_Stated problem 1_. In the account of food factory work, where did the Line Leader in High Care usually stand?
_Stated problem 2_. Write the next part of the account of food factory work, picking up after its final sentence.

_Text_.
-------

In High Care, it was colder and faster. The shorter lines were dedicated to: placing ready-made products such as falafels and koftas into their containers; cleaning up the edges of the lasagnas and moussaka containers; assembling some ready-meals with cooked ingredients such as laksas or cauliflower cheese, where the portions had to be measured out on scales. Because of the faster pace of work, the women working there tended to be younger and less friendly. The Line Leader would usually be stationed at the sealing machine in case something went wrong with it, which happened pretty regularly.

Generally, the thing that people complained about most was the speed of the line and the subsequent quality of the food produced. It was fairly obvious that a line going too fast was going to produce a sub-standard product. You could see it for yourself. Knowing that half of it would be thrown in the bin made people annoyed. Why were we being worked like this if what we made would end in the bin? And why was the management complaining about quality when they were the ones causing it by refusing to slow the line down? It didn’t make any sense. Sometimes, in Low Risk, when the Line Leader increased the speed of the line and if it was running too fast, some brave soul would turn it down when the manager’s back was turned. But generally, the pace of work was outside of your control.

Hierarchies and dependencies

The strict hierarchies within the factories were denoted by what colour cap you wore. But even amongst the same cap colours, there were many gradations. Hygiene workers were probably the bottom of the pile in terms of respect, which is normal for cleaners across society in general, but compounded here because they were usually also Tamil.

-------

_Entries_.
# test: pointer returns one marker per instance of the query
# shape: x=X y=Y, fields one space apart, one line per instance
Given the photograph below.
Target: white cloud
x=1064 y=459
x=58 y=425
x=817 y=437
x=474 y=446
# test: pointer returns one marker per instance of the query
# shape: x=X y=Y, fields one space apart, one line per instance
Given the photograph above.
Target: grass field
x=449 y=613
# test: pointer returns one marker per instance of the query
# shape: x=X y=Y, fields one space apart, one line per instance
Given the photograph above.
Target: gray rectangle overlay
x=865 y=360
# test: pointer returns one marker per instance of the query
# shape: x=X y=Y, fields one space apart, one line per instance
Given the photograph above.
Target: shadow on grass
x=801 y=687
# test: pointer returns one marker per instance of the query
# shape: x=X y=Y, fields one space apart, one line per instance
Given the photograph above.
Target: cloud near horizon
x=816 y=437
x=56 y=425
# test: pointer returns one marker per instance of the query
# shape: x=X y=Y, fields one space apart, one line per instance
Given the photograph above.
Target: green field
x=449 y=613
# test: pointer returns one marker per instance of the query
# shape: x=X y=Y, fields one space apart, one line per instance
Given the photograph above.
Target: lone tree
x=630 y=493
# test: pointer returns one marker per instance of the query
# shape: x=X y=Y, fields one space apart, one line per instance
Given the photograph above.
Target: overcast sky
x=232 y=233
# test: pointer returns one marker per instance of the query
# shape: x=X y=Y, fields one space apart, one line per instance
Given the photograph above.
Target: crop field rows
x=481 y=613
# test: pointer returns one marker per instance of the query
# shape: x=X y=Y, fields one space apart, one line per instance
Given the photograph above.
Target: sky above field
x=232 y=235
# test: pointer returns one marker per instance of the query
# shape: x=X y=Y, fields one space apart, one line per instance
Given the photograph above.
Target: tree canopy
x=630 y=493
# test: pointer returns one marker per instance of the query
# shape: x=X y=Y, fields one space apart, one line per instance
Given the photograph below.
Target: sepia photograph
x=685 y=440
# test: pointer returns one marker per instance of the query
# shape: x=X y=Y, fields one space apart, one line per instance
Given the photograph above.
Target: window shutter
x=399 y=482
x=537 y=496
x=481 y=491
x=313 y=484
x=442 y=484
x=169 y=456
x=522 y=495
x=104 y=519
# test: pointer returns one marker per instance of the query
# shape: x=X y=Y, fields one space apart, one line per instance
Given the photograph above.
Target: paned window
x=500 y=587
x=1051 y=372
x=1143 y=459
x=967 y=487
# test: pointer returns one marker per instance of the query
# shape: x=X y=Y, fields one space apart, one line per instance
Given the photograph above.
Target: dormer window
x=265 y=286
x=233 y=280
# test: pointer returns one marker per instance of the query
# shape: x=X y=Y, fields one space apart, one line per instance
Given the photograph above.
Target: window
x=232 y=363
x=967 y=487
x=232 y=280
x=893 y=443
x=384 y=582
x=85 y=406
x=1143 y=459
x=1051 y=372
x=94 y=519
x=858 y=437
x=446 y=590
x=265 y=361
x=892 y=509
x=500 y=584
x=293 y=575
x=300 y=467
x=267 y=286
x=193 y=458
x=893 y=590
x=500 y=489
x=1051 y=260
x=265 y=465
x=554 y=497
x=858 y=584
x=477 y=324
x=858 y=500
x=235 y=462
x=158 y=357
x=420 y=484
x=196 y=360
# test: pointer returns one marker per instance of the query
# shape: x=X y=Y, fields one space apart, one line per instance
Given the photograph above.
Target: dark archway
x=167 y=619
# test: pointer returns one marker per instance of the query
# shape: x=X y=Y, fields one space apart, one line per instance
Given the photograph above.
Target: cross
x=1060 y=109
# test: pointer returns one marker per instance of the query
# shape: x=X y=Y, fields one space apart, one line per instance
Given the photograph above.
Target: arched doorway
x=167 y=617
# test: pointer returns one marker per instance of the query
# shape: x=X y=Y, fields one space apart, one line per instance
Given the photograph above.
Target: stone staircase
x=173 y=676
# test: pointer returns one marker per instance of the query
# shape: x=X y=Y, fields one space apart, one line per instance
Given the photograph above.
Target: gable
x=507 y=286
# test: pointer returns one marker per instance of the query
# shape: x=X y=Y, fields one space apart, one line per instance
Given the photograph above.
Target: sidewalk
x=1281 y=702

-------

_Task response 1_. At the sealing machine, in case something went wrong with it.

_Task response 2_.
The fact that your work was deemed “unskilled” added to your low sense of worth and placed you firmly as an inferior. That mostly women were in this grade cemented a gender hierarchy. These factors were the background against which sexual harassment of women could flourish. The nature of the work process itself encourages such behaviour, through the fact that women working on the assembly lines and who are subject to more control and surveillance by largely male managers puts them at an immediate disadvantage when it comes to experiencing and speaking out against harassment and abuse. When you combine this with a workplace culture of shouting and bullying, you have a perfect storm for sexual harassment, which did occur.

Relationships of dependency were bound up in the reliance on overtime because your direct line manager decided if you would get it or not. Overtime was needed not only to make ends meet, but for a minority of workers, essential to reach the income threshold to bring over a spouse over from India. We can see here how the immigration rules impact upon work-lives. They make you beholden to management: you need to keep them sweet to get the overtime you desperately need, and you need to maintain good relations so they don’t fuck up your payslip. While groups of workers with similar immigration restrictions, such as construction workers in Dubai, have fought back in worse situations, breaking these dependencies is still a big leap for workers to take.

Worker-Organisation at Bakkavor

Soon after I first started there, we started distributing leaflets to workers as a way of sharing information and as a way to incite discussions amongst workers about certain issues. We then started writing a more regular rank and file bulletin, fully translated into Gujarati and Tamil for workers. We pooled the knowledge we had accumulated so far and published the first Unofficial Bakkavor Bulletin, including news from the various sites and different groups of workers.

About a year in, we had come up against a bit of a brick wall. The leaflets and bulletins we had distributed so far hadn’t yet yielded a visible, collective response. We also found it difficult to get information that, aside from our own experiences, wasn’t just based on gossip and rumours that are part-and-parcel of a large workforce. Our general critique of trade unions still stood: that they essentially exist to manage the relationship between labour and capital rather than overcome it. But rather than rely on left-communist dogma, we wanted practical experience within the big unions to see how things actually operated. We had some practical questions: was it possible to instrumentalise the union apparatus to create some space for workers’ self-organisation?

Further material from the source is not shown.